> **Location identification items**
┄┄┄┄┄┄┄┄┄┄

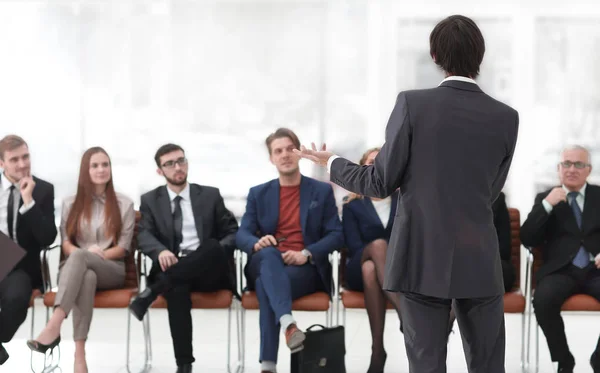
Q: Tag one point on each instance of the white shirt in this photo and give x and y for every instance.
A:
(580, 199)
(383, 209)
(190, 240)
(4, 195)
(460, 79)
(457, 78)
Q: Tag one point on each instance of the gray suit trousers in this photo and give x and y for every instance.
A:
(79, 277)
(481, 323)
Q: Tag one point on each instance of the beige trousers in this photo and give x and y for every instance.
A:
(78, 279)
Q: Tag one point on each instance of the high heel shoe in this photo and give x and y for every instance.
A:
(377, 367)
(42, 348)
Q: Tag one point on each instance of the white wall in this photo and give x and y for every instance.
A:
(219, 76)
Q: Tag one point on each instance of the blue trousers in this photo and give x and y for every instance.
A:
(276, 286)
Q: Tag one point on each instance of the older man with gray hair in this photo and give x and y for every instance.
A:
(565, 223)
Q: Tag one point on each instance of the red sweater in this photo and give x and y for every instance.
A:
(289, 226)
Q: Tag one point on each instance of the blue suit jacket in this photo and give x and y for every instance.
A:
(321, 226)
(363, 226)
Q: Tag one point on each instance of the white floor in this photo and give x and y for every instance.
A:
(106, 346)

┄┄┄┄┄┄┄┄┄┄

Exactly and exclusively, repeat the lines from the line that contains "Q: Tag one point on each instance of the gray" through the end of the records, both ends included.

Q: Tag one point on each instance of the gray suit trousers in this photo and give x and y for every instance.
A:
(79, 277)
(481, 323)
Q: Tag one point on each instance of the beige trousers in this photo and give x and y for every instance.
A:
(78, 279)
Q: Tag one point on each instance of the high heel shoe in this photo and give x and y for every instance.
A:
(377, 367)
(42, 348)
Q: Tag one point on each instance of the white wall in this photo and give x and y for every instance.
A:
(219, 76)
Q: Tag one point on each instance of the blue trousers in this photo and give x and y for every instance.
A:
(276, 286)
Q: Tag one point on each instance of the older man with gray hair in this photo and give x and y for every instance.
A:
(565, 223)
Q: Tag one point on each instance of the red sweater in this photo and give x and y for every instance.
A:
(289, 226)
Q: Tag one point on each instance of the blue suit jacket in this photo and give x and y for every instance.
A:
(321, 226)
(363, 226)
Q: Tag one point on each instance of the white floor in this photo and give x and y for every instance.
A:
(106, 346)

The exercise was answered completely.